Required work:
1 – In the article on childbirth deaths in Sistan and Baluchestan, rewrite the passage from "Sarbazi quoted Mr." up to and including "average every day.", changing "newly built" to "recently opened".
2 – Continue the article on childbirth deaths in Sistan and Baluchestan from the point where it stops.

Reading passage:
By Firouzeh Ramezanzadeh
Social media were recently flooded with the picture of an infant whose head had been severed during birth at a hospital in Iranshahr, in the southeastern province of Sistan and Baluchestan. In November 2015, a 23-year-old Baluchi woman had a similar experience at Imam Ali Hospital.
The number of women and infants who die during childbirth in Sistan and Baluchestan province is three times the national average, according to Mehdi Tabatabaei, a faculty member at Zahedan University of Medical Sciences’ Infectious Diseases and Tropical Medicine Research Center.
Despite efforts by health authorities to provide better medical care to economically disadvantaged segments of Iranian society, the death rate among women and their newborn babies remains high in poor provinces such as Sistan and Baluchestan.
Habibollah Sarbazi, an advocate of Sunni rights and the director of Baluchi Rights Campaign, recently told Kayhan London: “Hospitals in Sistan and Baluchestan have the lowest standards of hygiene, health care and medical treatment in the country. Some hospitals don’t have enough beds. There are no hospitals in many of the cities and towns in the province. There is also a shortage of doctors and nurses. Some doctors work for a couple of days a week, and only for a few hours at local health clinics.”
Sarbazi quoted Mr. Miri, the president of the Zahedan University of Medical Sciences, as saying last year that a new hospital in the city of Saravan had only 25 beds to accommodate 136 patients. Wards were blocked up so that staff could not move new patients into hospital beds. According to Dr. Iraj Zareban, the president of the Iranshahr University of Medical Sciences, a newly built hospital in Chabahar had only 48 beds to accommodate 158 patients it had to care for on average every day.
Sarbazi said: “It is clear that these hospitals are ill equipped to provide proper medical care to local residents. Many pregnant women have to travel a few hundred kilometers to find a hospital with a fully equipped maternity ward. There were 18 recorded cases of women giving birth in ambulances en route to hospitals in the province last year. Pregnant women in rural areas don’t even have access to an ambulance. In many instances, they give birth at home. There is no data available on the number of women who die during childbirth in these remote villages.”
“Close to 2.7 million people live in Sistan and Baluchestan, making it one of the least populated provinces in Iran,” Sarbazi added. “But 10 percent of all of the women and babies who die during childbirth in the country are from this province. Sistan and Baluchestan is one of the poorest and least populated provinces in Iran, but it has the highest rate of infant mortality. Many pregnant women lose their lives en route to the hospital.”

Source data:
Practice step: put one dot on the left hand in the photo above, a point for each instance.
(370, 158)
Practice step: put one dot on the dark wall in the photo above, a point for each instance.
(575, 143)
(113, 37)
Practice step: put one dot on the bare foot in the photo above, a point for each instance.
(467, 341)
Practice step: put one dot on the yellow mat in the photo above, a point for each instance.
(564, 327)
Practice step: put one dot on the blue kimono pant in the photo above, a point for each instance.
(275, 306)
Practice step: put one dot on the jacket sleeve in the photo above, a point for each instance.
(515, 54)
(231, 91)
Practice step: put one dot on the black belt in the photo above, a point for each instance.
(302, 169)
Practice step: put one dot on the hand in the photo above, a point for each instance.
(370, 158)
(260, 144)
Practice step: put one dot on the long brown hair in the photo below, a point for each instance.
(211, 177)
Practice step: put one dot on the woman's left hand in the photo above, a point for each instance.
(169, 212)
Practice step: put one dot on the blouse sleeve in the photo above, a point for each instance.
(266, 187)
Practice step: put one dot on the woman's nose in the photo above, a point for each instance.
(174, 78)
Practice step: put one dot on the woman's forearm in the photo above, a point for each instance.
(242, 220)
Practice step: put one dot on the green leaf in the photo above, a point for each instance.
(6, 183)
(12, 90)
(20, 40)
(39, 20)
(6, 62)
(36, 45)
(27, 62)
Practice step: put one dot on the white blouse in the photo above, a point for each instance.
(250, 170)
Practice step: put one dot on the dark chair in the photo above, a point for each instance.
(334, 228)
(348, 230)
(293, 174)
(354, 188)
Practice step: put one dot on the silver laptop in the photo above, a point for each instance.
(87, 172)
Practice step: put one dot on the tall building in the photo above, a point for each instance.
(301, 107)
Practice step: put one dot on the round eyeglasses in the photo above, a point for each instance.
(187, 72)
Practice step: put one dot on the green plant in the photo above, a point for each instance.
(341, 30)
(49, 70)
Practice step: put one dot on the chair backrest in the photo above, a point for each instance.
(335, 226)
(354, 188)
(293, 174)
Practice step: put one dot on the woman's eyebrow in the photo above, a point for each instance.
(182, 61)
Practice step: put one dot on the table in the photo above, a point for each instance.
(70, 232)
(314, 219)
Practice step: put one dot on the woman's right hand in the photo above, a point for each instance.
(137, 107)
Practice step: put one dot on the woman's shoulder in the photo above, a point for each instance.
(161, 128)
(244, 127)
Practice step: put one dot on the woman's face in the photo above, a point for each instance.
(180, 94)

Answers to the tasks:
1 –
Sarbazi quoted Mr. Miri, the president of the Zahedan University of Medical Sciences, as saying last year that a new hospital in the city of Saravan had only 25 beds to accommodate 136 patients. Wards were blocked up so that staff could not move new patients into hospital beds. According to Dr. Iraj Zareban, the president of the Iranshahr University of Medical Sciences, a recently opened hospital in Chabahar had only 48 beds to accommodate 158 patients it had to care for on average every day.

2 –
“I think the actual number of women and children who die prior to or during childbirth is three times the official figure,” he said. “It is true that the death rate among this group has decreased in recent years due to better medical care, but the number is still very high. Why should Sistan and Baluchestan and other provinces be deprived of basic health care? Every day we read about new hospitals or schools being built [by the government of Iran] in Iraq and Lebanon. Why not build hospitals with 300 beds in Sistan and Baluchestan? It would appear that the Sunni-populated regions of the country are neglected.”
“The shortage of doctors and specialists forces many Baluchi residents of the province to seek medical help in other regions, including Zahedan, which has better health care facilities,” Sarbazi said. He added: “There are no specialists in Iranshahr, Saravan or Chabahar. Zahedan City Council converted a guesthouse into a clinic in the city of Yazd last year in order to accommodate the overflow of patients that local hospitals couldn’t cope with. Why should the residents of Sistan and Baluchestan have to travel long distances to seek medical treatment?”
Highlighting the hospital staff’s poor treatment of patients who are unable to shoulder the cost of their medical bills, Sarbazi said: “A video was recently released showing how badly patients were treated by staff at a number of hospitals in the province. We see instances of patients with serious illnesses being refused a hospital bed and placed on tables instead, simply because they couldn’t afford the medical cost.” He added: “One patient was reportedly detained for 40 days because he couldn’t pay his hospital bill.”
Sarbazi also noted that there were “many reports about patients who are given medicines that have reached or past their expiration date.”
“A large segment of the population of Sistan and Baluchestan lead hard and painful lives,” he concluded. “Despite the province’s vast resources, it has been neglected by the government. As a result, the people are suffering.”